[Data items]
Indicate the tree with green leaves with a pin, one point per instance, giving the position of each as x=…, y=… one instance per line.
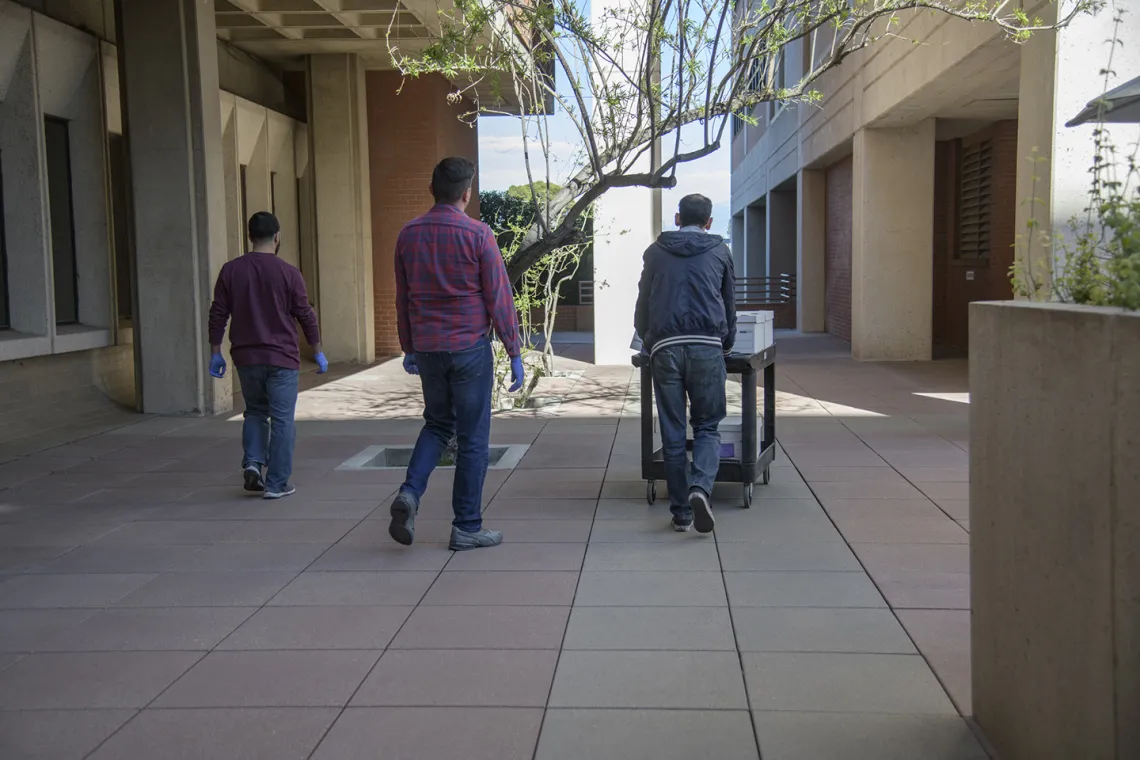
x=636, y=76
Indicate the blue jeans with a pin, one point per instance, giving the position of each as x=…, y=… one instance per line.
x=695, y=372
x=457, y=402
x=270, y=394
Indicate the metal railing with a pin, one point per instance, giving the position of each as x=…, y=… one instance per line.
x=585, y=293
x=762, y=292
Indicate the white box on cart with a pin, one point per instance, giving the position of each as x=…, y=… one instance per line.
x=755, y=332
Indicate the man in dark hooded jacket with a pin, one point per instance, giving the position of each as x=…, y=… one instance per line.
x=686, y=319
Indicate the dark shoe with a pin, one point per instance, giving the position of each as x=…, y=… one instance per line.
x=253, y=479
x=480, y=539
x=278, y=493
x=404, y=511
x=702, y=511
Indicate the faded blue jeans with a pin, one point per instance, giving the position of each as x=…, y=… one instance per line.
x=269, y=432
x=457, y=401
x=698, y=373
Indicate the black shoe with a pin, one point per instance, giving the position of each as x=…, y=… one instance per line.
x=682, y=524
x=702, y=511
x=253, y=479
x=404, y=519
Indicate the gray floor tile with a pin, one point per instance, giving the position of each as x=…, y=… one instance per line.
x=103, y=679
x=646, y=735
x=56, y=735
x=815, y=736
x=815, y=629
x=230, y=557
x=483, y=628
x=521, y=556
x=421, y=557
x=689, y=680
x=47, y=591
x=170, y=532
x=459, y=678
x=539, y=508
x=432, y=733
x=772, y=555
x=185, y=629
x=97, y=560
x=650, y=588
x=318, y=628
x=801, y=590
x=701, y=629
x=209, y=589
x=262, y=734
x=26, y=630
x=270, y=679
x=699, y=554
x=291, y=531
x=844, y=683
x=503, y=588
x=366, y=589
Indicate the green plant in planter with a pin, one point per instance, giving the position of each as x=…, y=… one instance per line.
x=1099, y=263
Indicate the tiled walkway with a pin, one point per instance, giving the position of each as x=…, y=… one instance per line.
x=151, y=611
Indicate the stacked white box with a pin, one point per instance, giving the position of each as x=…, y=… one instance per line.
x=754, y=332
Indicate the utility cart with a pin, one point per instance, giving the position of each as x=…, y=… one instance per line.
x=755, y=457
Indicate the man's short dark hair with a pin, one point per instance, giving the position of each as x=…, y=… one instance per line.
x=694, y=210
x=263, y=227
x=450, y=179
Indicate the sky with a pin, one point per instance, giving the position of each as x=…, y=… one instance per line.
x=501, y=162
x=501, y=165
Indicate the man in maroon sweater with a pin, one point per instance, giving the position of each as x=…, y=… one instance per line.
x=266, y=297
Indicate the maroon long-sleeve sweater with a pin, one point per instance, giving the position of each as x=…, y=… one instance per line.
x=266, y=297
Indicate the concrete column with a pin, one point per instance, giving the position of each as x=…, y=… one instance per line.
x=738, y=244
x=782, y=233
x=811, y=251
x=169, y=71
x=892, y=244
x=338, y=125
x=756, y=242
x=1060, y=73
x=626, y=221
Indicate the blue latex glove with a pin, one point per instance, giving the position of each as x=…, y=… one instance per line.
x=516, y=374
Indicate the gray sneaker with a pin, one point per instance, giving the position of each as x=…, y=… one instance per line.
x=464, y=540
x=702, y=511
x=402, y=528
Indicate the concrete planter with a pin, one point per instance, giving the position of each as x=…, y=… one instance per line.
x=1055, y=530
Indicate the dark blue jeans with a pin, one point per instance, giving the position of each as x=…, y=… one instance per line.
x=270, y=394
x=695, y=372
x=457, y=401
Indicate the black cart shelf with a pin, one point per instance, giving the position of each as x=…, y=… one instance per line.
x=756, y=456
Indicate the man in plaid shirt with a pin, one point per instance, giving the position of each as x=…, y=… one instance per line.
x=450, y=289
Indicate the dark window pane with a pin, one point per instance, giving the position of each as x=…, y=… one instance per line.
x=120, y=210
x=63, y=223
x=5, y=317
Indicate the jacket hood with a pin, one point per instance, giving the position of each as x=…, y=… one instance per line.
x=689, y=244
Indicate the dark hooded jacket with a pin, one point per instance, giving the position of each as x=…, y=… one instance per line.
x=686, y=292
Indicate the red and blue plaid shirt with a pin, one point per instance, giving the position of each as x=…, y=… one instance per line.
x=452, y=284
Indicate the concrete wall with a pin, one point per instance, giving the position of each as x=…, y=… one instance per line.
x=1055, y=519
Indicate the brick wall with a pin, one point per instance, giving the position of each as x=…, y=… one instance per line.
x=408, y=133
x=838, y=245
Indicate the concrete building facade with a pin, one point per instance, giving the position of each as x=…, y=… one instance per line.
x=137, y=136
x=904, y=196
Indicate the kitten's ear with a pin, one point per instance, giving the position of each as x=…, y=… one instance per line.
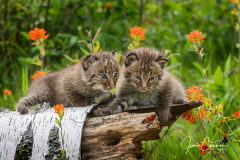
x=162, y=61
x=130, y=58
x=88, y=62
x=114, y=52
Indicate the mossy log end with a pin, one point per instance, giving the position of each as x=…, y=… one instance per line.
x=119, y=136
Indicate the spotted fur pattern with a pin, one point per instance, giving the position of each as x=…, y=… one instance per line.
x=76, y=85
x=146, y=82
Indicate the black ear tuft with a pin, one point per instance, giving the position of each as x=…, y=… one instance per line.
x=162, y=61
x=130, y=58
x=88, y=62
x=114, y=52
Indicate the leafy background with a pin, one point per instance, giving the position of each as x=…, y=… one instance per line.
x=66, y=22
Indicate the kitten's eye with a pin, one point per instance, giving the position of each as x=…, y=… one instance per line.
x=138, y=77
x=151, y=78
x=115, y=75
x=103, y=76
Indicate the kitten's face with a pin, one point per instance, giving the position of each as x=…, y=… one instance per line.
x=101, y=70
x=144, y=68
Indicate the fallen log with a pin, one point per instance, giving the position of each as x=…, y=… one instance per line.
x=118, y=136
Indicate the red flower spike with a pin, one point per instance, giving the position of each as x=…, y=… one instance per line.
x=137, y=31
x=195, y=36
x=37, y=33
x=7, y=92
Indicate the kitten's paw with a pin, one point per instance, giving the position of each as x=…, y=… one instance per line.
x=179, y=101
x=23, y=110
x=164, y=115
x=101, y=112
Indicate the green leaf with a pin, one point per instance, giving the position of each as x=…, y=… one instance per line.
x=25, y=35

* **WHAT IS BEING ASKED**: Set down the data again, exactly, without images.

* **FINISHED TASK**:
Indicate the tree with green leaves with a pin, one point per instance, giving the position of each as x=…, y=… one instance per line.
x=636, y=76
Indicate the blue jeans with a pin, one point per instance, giving the position of each as x=…, y=… one instance per line.
x=695, y=372
x=457, y=402
x=270, y=394
Indicate the metal railing with a pin, one point per instance, giving the position of each as x=…, y=… one instance per line.
x=585, y=293
x=762, y=292
Indicate the white box on cart with a pin, one point per instance, giving the position of each as x=…, y=… one instance per line.
x=755, y=332
Indicate the man in dark hooded jacket with a pin, one point per instance, giving the position of each as x=…, y=… one instance per line.
x=686, y=319
Indicate the dark shoe with a pin, one point per instance, giving the position of each as x=…, y=… one instance per line.
x=253, y=479
x=480, y=539
x=278, y=493
x=404, y=511
x=702, y=511
Indicate the faded blue jeans with a pin, one point per instance, giving the position of each as x=…, y=… one instance per line.
x=269, y=432
x=457, y=401
x=698, y=373
Indicate the black shoe with a pin, one point per instance, giving the position of each as x=…, y=… one instance per line.
x=682, y=524
x=702, y=511
x=253, y=479
x=404, y=519
Indicate the gray floor tile with a pin, one point per instance, giving the position of each as x=…, y=… one instance per line.
x=103, y=679
x=646, y=735
x=56, y=735
x=815, y=736
x=815, y=629
x=230, y=557
x=483, y=628
x=521, y=556
x=421, y=557
x=689, y=680
x=47, y=591
x=170, y=532
x=459, y=678
x=539, y=508
x=432, y=733
x=772, y=555
x=185, y=629
x=97, y=560
x=650, y=588
x=318, y=628
x=801, y=590
x=701, y=629
x=209, y=589
x=262, y=734
x=26, y=630
x=270, y=679
x=699, y=554
x=291, y=531
x=844, y=683
x=503, y=588
x=366, y=589
Indicate the green plant in planter with a pin, one point per instance, giving the position of each as x=…, y=… one instance per line.
x=1099, y=263
Indicate the tiled walkway with a pin, one point per instance, giving the position of each as x=…, y=… one instance per line.
x=151, y=611
Indicate the stacked white box with a pin, one point per instance, giving the position of each as x=…, y=… one instance per line.
x=754, y=332
Indicate the utility cart with a pin, one point per instance, giving the position of each as x=…, y=… one instance per line.
x=755, y=457
Indicate the man's short dark hair with a pin, one point per instance, giving the position of each as x=…, y=… one instance per line.
x=694, y=210
x=263, y=227
x=450, y=179
Indicate the sky with a pin, one point per instance, giving the position of each as x=…, y=… one instance per line.
x=501, y=162
x=501, y=165
Indicate the man in maroon sweater with a pin, one point per instance, giving the position of each as x=…, y=… one instance per line.
x=266, y=297
Indicate the maroon long-sleeve sweater with a pin, one point per instance, giving the position of each as x=…, y=… one instance per line.
x=266, y=297
Indicate the concrete column with a pin, one point per instance, giving the position of each as x=…, y=… one instance per line.
x=738, y=244
x=782, y=233
x=811, y=251
x=169, y=71
x=892, y=244
x=338, y=125
x=756, y=242
x=1060, y=73
x=626, y=221
Indicate the blue latex glove with a pin, one point per instance, giving the position of each as x=…, y=… one instance per line.
x=516, y=374
Indicate the gray sneaker with a pin, one point per instance, giving the position of each as x=…, y=… one instance per line.
x=464, y=540
x=702, y=511
x=402, y=528
Indicate the concrete planter with a pin, one point per instance, giving the position of each as x=…, y=… one instance per line.
x=1055, y=530
Indicate the dark blue jeans with a pin, one point per instance, giving the position of each as x=…, y=… one instance per line.
x=270, y=394
x=695, y=372
x=457, y=401
Indicate the black cart shelf with a pin, one point per instance, giving the position of each as x=…, y=… one instance per line.
x=756, y=456
Indicate the man in plaid shirt with a pin, one point per instance, giving the position of each as x=…, y=… one instance per line.
x=450, y=289
Indicate the dark window pane with a pin, one point per instance, giving the position of each as x=…, y=… one instance per line.
x=120, y=210
x=63, y=223
x=5, y=317
Indicate the jacket hood with a pin, one point per instance, giving the position of each as x=…, y=… one instance per line.
x=689, y=244
Indicate the dark hooded jacket with a pin, one point per instance, giving the position of each as x=…, y=… one instance per line.
x=686, y=292
Indicate the red and blue plaid shirt with a pin, one point per instance, giving the position of each as x=…, y=… one instance per line.
x=452, y=284
Indicate the concrete wall with a pin, one point per instance, giving the position of each as x=…, y=… one instance per line.
x=1055, y=519
Indicate the brick wall with a pin, one point per instance, giving the position of each as x=…, y=… one instance per line.
x=408, y=133
x=838, y=245
Indicate the concrete building facade with a pin, one point per instance, giving the position of each as x=…, y=… one instance per line.
x=137, y=136
x=904, y=196
Indicate the kitten's ear with a pin, one point per instance, giving the position of each as x=…, y=… one instance per line.
x=162, y=61
x=130, y=58
x=88, y=62
x=114, y=52
Indicate the mossy log end with a pin, one point per instance, giving the position of each as x=…, y=… one instance per line.
x=119, y=136
Indicate the spotted fur pattern with a pin, one point per instance, giving the position of each as x=…, y=… one instance per line.
x=76, y=85
x=146, y=82
Indicate the black ear tuft with a pin, one point per instance, giving the position of each as x=…, y=… one instance per line.
x=162, y=61
x=130, y=58
x=88, y=62
x=114, y=52
Indicate the leafy background with a pin, one point per instance, giving the position of each as x=…, y=… one instance per line.
x=66, y=22
Indicate the kitten's eye with a pin, one point per instance, giving the position of each as x=…, y=… one instance per line.
x=138, y=77
x=151, y=78
x=115, y=75
x=103, y=76
Indicate the kitten's face with a pin, one point per instance, giving the position of each as x=…, y=… one instance per line.
x=101, y=70
x=144, y=68
Indicate the fallen log with a pin, one point per instance, giving the position of each as x=…, y=… one instance per line.
x=118, y=136
Indicate the red flower spike with a pin, one point per instance, giving the position of each as x=…, y=… one instance per line.
x=137, y=31
x=195, y=36
x=37, y=33
x=7, y=92
Indicate the kitten's paw with a pin, one point per instance, giving the position of each as x=…, y=… one instance per line.
x=179, y=101
x=23, y=110
x=164, y=115
x=101, y=112
Indicate the green leaf with a pin, one point per instance, giving the position of each as x=…, y=… one instance per line.
x=25, y=35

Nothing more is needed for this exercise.